Each record is to be written out exactly as it appears.

Records from a data collection
-=-=-=-=-
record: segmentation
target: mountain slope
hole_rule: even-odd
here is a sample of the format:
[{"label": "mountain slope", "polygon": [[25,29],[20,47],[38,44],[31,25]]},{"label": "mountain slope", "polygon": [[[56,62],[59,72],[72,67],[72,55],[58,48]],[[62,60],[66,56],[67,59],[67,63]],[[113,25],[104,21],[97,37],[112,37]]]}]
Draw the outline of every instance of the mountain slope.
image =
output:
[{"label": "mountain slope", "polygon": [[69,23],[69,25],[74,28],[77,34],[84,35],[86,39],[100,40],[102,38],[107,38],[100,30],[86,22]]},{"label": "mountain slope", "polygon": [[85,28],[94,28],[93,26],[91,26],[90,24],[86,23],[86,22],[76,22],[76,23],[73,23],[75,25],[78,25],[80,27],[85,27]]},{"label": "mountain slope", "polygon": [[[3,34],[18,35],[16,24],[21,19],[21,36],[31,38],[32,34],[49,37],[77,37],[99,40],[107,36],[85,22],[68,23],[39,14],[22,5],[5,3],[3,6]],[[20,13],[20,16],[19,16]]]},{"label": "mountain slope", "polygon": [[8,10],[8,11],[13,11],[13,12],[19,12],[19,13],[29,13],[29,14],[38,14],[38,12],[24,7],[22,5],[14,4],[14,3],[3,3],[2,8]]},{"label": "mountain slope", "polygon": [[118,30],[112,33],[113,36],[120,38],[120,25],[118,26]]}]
-=-=-=-=-
• [Exercise solution]:
record: segmentation
target: mountain slope
hole_rule: even-odd
here is a sample of the format:
[{"label": "mountain slope", "polygon": [[25,29],[20,47],[38,44],[31,25]]},{"label": "mountain slope", "polygon": [[[56,62],[59,72],[72,67],[72,55],[58,48]],[[62,60],[66,56],[67,59],[67,63]],[[113,25],[104,21],[97,37],[112,37]]]}]
Draw the outline of every instance of the mountain slope.
image =
output:
[{"label": "mountain slope", "polygon": [[69,23],[69,25],[74,28],[77,34],[84,35],[86,39],[100,40],[102,38],[107,38],[100,30],[86,22]]},{"label": "mountain slope", "polygon": [[85,28],[94,28],[93,26],[91,26],[90,24],[86,23],[86,22],[76,22],[76,23],[73,23],[75,25],[78,25],[80,27],[85,27]]},{"label": "mountain slope", "polygon": [[[3,34],[18,35],[16,24],[21,19],[21,36],[31,38],[32,34],[49,37],[77,37],[99,40],[107,36],[85,22],[68,23],[39,14],[22,5],[5,3],[3,6]],[[20,13],[20,16],[19,16]]]},{"label": "mountain slope", "polygon": [[8,10],[8,11],[13,11],[13,12],[19,12],[19,13],[29,13],[29,14],[38,14],[38,12],[24,7],[22,5],[14,4],[14,3],[3,3],[2,8]]},{"label": "mountain slope", "polygon": [[118,30],[112,33],[113,36],[120,38],[120,25],[118,26]]}]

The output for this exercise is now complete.